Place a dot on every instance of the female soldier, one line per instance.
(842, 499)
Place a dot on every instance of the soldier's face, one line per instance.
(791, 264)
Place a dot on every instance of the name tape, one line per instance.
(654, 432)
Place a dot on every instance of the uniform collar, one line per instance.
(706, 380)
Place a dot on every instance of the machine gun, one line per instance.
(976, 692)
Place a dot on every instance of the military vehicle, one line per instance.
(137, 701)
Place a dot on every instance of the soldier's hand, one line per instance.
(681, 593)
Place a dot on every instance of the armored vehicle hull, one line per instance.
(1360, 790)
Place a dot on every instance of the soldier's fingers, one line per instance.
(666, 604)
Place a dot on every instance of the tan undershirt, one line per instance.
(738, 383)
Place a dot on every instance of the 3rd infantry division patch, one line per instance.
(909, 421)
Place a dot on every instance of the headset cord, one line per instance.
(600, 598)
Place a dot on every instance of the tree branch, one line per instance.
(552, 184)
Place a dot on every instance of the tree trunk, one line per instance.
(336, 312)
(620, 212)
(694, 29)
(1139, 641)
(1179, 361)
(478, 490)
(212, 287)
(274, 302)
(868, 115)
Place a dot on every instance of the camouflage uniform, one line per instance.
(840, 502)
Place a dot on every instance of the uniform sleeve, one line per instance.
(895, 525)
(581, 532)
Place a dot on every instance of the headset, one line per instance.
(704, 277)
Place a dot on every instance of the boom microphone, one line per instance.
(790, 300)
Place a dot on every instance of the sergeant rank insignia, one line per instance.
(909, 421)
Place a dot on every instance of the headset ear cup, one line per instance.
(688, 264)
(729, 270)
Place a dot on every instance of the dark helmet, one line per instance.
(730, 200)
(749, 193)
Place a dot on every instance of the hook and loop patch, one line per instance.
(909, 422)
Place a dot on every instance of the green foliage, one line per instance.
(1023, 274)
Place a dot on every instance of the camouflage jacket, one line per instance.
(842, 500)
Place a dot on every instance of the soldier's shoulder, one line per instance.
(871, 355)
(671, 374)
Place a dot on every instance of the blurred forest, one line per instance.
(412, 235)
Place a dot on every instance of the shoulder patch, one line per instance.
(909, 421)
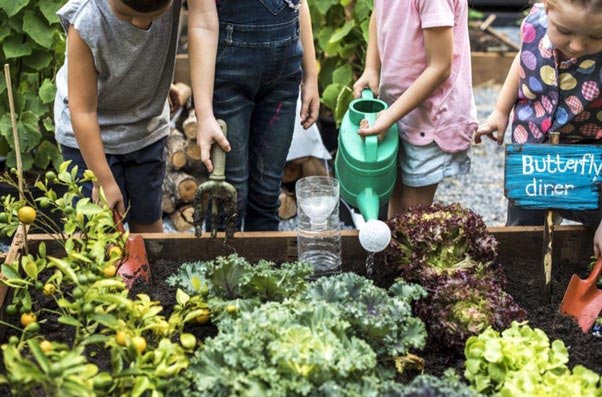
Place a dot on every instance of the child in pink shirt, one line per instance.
(418, 61)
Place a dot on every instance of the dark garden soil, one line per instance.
(524, 283)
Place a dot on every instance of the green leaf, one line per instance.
(330, 95)
(182, 297)
(342, 32)
(142, 384)
(47, 91)
(47, 152)
(48, 8)
(68, 320)
(38, 60)
(108, 320)
(26, 159)
(64, 267)
(10, 273)
(343, 100)
(343, 75)
(29, 131)
(4, 31)
(12, 7)
(38, 29)
(16, 47)
(34, 347)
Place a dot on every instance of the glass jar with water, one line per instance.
(318, 227)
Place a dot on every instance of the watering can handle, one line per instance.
(118, 219)
(371, 141)
(367, 94)
(218, 156)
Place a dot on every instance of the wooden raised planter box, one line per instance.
(524, 243)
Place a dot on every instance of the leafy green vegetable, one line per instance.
(521, 362)
(437, 240)
(384, 319)
(466, 304)
(283, 350)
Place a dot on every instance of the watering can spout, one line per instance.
(368, 203)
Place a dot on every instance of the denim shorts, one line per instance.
(139, 175)
(428, 165)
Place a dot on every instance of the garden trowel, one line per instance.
(582, 299)
(134, 264)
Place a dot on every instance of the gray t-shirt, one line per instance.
(135, 69)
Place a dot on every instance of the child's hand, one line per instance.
(208, 133)
(112, 194)
(174, 98)
(310, 103)
(598, 241)
(368, 79)
(497, 122)
(380, 126)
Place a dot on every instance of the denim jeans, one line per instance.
(257, 77)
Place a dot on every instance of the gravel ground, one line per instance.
(483, 189)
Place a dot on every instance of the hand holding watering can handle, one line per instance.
(218, 157)
(370, 141)
(118, 219)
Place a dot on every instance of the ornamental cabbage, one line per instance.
(467, 304)
(437, 240)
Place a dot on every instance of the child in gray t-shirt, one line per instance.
(111, 110)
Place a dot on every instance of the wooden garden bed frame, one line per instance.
(570, 242)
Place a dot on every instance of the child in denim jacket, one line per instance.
(248, 58)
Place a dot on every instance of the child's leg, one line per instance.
(144, 171)
(271, 135)
(405, 197)
(422, 168)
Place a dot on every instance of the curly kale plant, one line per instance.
(233, 281)
(521, 362)
(280, 350)
(437, 240)
(466, 304)
(382, 318)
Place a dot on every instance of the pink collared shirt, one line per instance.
(449, 116)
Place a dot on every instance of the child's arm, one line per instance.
(598, 241)
(371, 76)
(439, 43)
(310, 97)
(83, 102)
(203, 34)
(499, 118)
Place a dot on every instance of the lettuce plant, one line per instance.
(233, 277)
(521, 361)
(382, 318)
(466, 304)
(280, 350)
(438, 240)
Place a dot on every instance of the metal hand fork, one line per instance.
(218, 192)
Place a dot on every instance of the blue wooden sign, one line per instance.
(561, 177)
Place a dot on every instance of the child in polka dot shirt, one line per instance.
(554, 84)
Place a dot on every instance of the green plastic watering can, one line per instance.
(366, 169)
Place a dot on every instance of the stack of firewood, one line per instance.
(186, 171)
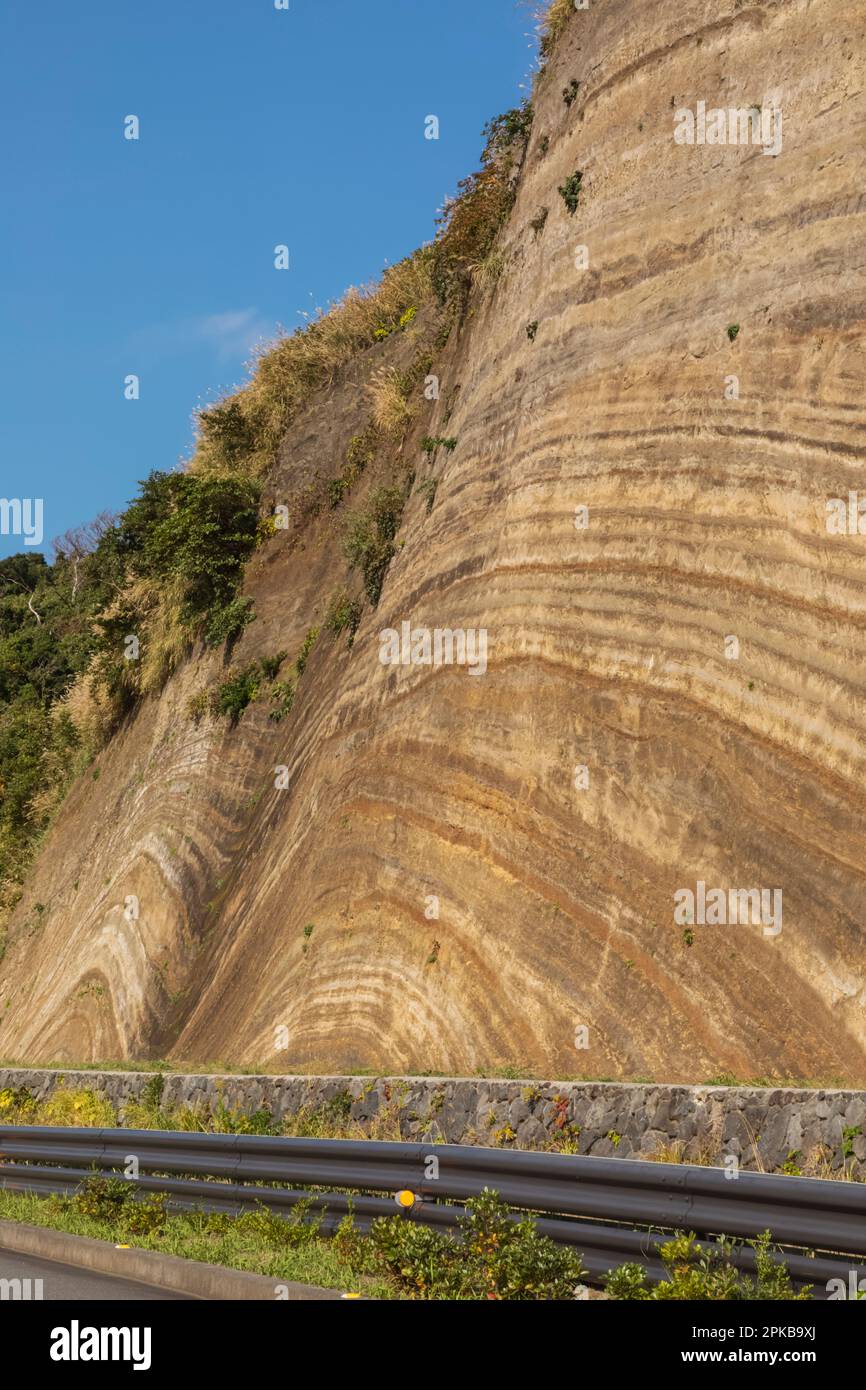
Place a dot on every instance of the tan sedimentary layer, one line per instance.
(606, 645)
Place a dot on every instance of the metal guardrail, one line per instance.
(612, 1209)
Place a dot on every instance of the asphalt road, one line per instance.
(72, 1285)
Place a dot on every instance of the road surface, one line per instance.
(71, 1285)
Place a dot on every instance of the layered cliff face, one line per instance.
(652, 406)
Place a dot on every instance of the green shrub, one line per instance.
(237, 692)
(706, 1273)
(370, 535)
(146, 1216)
(494, 1257)
(103, 1197)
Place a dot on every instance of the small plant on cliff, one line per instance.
(570, 191)
(270, 665)
(431, 444)
(392, 410)
(370, 537)
(553, 24)
(306, 647)
(344, 615)
(428, 491)
(237, 692)
(570, 92)
(494, 1257)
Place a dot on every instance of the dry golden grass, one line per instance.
(391, 407)
(243, 431)
(553, 21)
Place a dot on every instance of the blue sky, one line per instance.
(156, 257)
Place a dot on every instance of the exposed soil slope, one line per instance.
(606, 645)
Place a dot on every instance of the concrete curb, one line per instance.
(149, 1266)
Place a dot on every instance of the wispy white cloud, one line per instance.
(230, 337)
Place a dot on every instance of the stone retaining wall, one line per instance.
(765, 1129)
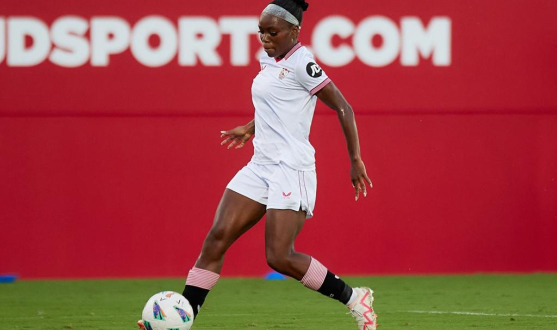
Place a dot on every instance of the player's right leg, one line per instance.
(235, 215)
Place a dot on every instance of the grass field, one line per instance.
(409, 302)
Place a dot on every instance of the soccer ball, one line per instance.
(167, 310)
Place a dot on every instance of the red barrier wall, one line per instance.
(116, 170)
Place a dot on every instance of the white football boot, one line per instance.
(362, 309)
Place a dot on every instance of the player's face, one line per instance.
(277, 35)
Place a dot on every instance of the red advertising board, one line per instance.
(110, 157)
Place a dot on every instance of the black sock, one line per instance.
(335, 288)
(196, 296)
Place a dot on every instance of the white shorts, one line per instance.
(277, 186)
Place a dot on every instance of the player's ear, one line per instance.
(295, 31)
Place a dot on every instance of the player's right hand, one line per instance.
(239, 135)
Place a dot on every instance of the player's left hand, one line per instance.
(359, 178)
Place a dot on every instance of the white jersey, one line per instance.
(283, 95)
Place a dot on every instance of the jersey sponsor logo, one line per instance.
(283, 73)
(314, 70)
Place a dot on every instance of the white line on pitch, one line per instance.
(482, 314)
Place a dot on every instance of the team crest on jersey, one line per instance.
(283, 73)
(314, 70)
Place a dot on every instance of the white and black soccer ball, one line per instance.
(167, 310)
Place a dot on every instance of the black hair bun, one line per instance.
(303, 4)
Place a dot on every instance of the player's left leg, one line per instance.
(281, 229)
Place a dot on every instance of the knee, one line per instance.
(215, 244)
(278, 261)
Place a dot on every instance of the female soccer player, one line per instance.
(280, 180)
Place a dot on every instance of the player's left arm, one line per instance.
(333, 98)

**Task details:** Starting with the line that holds "Place a dot on every instance of the red advertising", copy each remaining line of the listing above exactly, through the last one.

**Solution:**
Place a dot on every instance of the red advertising board, one line per instance.
(110, 157)
Place a dot on every instance of the black sock, one line per instance.
(335, 288)
(196, 296)
Place a dot on every instance of the white shorts, one line per instance.
(277, 186)
Place a dot on every instance of the player's ear, one line per instance.
(295, 31)
Place a dot on every instance of the player's right hand, one line per instance.
(239, 135)
Place a dot on every instance of the player's left hand, one line per instance.
(359, 178)
Place a dot on every instance of the white jersey, one line per instance.
(283, 95)
Place a dot on every instance of the jersey sponsor logo, one line per instance.
(283, 73)
(314, 70)
Place a dot on every instance of the white line on pitch, one line per instance.
(482, 314)
Place a dot on every instance of the team crest on jersey, one line per instance.
(283, 73)
(314, 70)
Place a dot on every instance of the white and black soccer ball, one line per instance.
(167, 310)
Place a dot on every instance of the black hair bun, one line per instance.
(303, 4)
Place a dot on every instance of the player's left leg, one line per instance.
(281, 229)
Place a dot on every instance of the knee, one line per instance.
(215, 244)
(278, 261)
Place a dot on every instance of the female soccer player, one line per instance.
(280, 180)
Place a dot on every instance of the player's left arm, one line per instance.
(333, 98)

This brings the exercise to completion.